» **Provided records**:
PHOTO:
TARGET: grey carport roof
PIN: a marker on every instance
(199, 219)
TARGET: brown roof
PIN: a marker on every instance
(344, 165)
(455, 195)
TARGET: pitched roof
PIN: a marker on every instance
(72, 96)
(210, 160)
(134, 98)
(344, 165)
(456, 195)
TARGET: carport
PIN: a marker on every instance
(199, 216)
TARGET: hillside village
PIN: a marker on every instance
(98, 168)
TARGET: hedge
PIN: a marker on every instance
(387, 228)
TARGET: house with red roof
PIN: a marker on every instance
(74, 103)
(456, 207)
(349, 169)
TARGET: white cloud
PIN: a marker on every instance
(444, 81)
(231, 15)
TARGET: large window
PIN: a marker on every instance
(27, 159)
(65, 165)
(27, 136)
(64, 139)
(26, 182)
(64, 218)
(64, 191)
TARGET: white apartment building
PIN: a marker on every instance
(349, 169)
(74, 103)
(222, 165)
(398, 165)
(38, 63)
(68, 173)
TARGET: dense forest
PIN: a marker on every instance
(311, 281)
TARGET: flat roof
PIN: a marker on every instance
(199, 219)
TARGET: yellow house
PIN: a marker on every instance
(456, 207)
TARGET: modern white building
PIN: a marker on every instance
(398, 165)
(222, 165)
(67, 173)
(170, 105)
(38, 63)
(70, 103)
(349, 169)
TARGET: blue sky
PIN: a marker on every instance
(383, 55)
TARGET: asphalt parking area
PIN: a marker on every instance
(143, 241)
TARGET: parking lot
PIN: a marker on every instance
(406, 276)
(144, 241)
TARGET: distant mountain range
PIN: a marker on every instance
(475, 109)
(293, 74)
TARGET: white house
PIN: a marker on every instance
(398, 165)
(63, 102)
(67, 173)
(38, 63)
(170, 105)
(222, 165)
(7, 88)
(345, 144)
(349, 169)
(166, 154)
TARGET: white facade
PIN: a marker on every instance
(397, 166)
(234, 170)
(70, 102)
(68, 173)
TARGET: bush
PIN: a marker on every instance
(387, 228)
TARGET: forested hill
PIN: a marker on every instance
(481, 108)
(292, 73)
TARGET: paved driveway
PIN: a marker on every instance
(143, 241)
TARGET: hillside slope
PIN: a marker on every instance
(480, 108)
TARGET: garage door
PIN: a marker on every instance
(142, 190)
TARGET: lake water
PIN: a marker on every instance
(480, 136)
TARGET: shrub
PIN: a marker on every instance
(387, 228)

* * *

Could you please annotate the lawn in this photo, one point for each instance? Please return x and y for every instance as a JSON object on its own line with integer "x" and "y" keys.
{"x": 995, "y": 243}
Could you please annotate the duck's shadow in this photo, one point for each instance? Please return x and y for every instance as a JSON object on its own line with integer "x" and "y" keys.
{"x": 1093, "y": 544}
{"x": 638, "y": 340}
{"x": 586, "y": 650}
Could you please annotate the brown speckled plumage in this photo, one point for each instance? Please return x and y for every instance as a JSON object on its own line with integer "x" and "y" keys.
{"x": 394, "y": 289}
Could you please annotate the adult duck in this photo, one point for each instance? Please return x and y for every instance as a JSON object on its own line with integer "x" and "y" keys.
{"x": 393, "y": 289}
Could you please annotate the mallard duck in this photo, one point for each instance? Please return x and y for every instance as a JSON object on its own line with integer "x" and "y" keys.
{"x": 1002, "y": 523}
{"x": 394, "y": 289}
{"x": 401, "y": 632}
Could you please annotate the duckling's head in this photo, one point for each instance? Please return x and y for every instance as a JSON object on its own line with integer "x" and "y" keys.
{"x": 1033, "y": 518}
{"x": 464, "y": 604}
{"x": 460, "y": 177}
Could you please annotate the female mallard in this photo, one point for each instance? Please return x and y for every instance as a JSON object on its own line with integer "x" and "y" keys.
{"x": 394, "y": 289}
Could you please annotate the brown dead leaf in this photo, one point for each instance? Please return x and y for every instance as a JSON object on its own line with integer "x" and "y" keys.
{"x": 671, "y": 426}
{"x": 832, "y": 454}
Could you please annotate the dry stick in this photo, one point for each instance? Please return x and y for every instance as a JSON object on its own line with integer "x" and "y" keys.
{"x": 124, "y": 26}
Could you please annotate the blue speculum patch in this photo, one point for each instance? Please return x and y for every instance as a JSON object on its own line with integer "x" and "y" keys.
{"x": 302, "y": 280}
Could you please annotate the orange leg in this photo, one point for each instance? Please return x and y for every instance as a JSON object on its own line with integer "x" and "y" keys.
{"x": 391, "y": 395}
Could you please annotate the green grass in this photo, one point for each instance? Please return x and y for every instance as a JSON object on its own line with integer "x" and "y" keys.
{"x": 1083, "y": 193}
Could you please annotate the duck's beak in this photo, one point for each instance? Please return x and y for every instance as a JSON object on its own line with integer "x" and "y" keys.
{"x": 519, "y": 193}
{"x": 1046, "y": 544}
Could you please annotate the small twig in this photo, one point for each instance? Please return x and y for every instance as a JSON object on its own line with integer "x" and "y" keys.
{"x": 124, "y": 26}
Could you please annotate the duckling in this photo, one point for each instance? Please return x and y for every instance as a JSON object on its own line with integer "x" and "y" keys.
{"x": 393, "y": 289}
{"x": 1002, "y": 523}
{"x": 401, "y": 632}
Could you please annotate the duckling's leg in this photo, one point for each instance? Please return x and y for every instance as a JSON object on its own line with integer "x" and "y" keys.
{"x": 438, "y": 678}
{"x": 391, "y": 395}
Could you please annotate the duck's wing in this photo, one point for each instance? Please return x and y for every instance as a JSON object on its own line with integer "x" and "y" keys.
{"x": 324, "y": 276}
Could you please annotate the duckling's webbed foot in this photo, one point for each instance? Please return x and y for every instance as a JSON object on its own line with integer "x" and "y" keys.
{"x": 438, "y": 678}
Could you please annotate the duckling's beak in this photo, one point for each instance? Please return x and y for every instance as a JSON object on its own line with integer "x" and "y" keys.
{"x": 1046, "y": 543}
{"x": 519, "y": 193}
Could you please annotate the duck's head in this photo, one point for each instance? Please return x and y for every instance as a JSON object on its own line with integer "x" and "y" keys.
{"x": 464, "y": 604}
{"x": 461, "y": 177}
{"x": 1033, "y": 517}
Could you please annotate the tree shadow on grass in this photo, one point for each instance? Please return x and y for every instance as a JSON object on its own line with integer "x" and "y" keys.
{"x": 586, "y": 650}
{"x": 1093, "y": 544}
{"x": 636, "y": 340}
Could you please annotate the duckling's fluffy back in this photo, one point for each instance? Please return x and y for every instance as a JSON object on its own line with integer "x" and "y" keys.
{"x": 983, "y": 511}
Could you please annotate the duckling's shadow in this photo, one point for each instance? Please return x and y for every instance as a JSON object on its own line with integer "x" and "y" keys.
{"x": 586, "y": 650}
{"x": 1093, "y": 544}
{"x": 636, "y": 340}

» **Problem to solve**: Look over the records. Copy the lines that include the word "carport".

» **The answer**:
TARGET: grey carport roof
TARGET: carport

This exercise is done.